══ DATA PROVIDED

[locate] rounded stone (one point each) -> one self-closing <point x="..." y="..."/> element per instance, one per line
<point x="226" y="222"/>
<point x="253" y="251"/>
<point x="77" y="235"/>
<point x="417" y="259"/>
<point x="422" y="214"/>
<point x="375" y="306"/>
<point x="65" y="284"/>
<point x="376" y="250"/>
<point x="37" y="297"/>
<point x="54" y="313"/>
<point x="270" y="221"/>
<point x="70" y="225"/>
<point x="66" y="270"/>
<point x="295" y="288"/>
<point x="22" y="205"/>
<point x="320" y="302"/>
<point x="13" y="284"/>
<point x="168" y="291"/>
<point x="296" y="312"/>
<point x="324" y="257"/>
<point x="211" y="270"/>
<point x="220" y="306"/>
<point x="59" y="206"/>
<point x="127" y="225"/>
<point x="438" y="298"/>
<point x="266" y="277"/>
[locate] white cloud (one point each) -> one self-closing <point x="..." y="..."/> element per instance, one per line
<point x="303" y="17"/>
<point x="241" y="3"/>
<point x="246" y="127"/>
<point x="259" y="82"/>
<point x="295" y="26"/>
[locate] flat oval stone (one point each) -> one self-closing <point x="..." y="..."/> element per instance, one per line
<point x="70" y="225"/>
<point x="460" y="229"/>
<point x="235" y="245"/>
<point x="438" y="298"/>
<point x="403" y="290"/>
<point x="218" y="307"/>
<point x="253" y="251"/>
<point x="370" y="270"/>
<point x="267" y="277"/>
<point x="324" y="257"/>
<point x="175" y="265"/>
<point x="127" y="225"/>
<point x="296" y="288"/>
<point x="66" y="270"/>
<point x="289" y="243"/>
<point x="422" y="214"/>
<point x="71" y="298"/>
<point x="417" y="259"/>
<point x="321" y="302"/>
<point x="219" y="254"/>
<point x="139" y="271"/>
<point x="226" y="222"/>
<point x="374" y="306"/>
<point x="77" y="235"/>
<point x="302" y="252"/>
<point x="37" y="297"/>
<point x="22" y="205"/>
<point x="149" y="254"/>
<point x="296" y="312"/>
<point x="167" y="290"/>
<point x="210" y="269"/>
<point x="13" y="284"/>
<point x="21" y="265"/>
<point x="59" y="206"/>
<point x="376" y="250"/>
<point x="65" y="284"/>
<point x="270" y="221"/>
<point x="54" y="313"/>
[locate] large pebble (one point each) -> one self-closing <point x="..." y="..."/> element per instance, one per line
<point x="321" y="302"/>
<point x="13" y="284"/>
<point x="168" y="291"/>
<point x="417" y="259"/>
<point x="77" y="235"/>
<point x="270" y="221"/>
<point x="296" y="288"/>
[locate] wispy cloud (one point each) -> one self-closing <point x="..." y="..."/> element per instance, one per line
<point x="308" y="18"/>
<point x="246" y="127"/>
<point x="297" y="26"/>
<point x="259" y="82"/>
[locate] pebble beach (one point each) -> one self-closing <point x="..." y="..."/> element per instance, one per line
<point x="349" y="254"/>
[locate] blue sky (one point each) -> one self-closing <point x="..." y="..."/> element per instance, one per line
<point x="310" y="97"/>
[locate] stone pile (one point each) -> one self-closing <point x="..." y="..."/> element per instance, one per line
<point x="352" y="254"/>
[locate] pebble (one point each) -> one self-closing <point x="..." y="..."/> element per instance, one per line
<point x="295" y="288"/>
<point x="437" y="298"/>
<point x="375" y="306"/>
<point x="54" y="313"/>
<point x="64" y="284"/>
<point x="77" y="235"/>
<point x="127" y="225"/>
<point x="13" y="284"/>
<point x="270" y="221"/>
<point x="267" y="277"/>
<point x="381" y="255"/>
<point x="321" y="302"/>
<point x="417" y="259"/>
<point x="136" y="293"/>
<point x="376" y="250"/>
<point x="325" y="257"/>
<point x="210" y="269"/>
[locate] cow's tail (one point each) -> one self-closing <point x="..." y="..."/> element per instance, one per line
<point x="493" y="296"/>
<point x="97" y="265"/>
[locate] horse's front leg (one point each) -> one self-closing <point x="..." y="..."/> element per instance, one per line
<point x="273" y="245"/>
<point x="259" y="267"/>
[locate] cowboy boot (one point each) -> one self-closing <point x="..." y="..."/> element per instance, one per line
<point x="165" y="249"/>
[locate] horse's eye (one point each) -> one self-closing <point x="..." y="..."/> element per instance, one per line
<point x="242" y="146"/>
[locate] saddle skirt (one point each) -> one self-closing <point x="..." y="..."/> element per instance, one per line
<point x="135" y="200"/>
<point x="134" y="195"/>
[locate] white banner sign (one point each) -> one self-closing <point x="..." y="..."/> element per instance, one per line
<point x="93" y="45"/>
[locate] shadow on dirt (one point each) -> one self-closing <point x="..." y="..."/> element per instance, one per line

════

◆ **REQUIRED WORK**
Restate every line from the line with "[locate] horse's eye" through the end of the rows, requests included, shifting each x and y coordinate in the answers up by 138.

◆ **OUTPUT FOR THIS TASK**
[locate] horse's eye (one point each) -> one self-closing <point x="..." y="..."/> element per instance, one per line
<point x="380" y="284"/>
[locate] saddle skirt (one point each) -> one self-closing <point x="..." y="..."/> element per instance, one per line
<point x="273" y="338"/>
<point x="272" y="333"/>
[locate] white banner sign (one point each) -> one self-closing <point x="..." y="..."/> element per instance, one per line
<point x="231" y="183"/>
[locate] shadow on dirt (one point each) -> one self-closing <point x="..." y="..."/> element per instance, one per line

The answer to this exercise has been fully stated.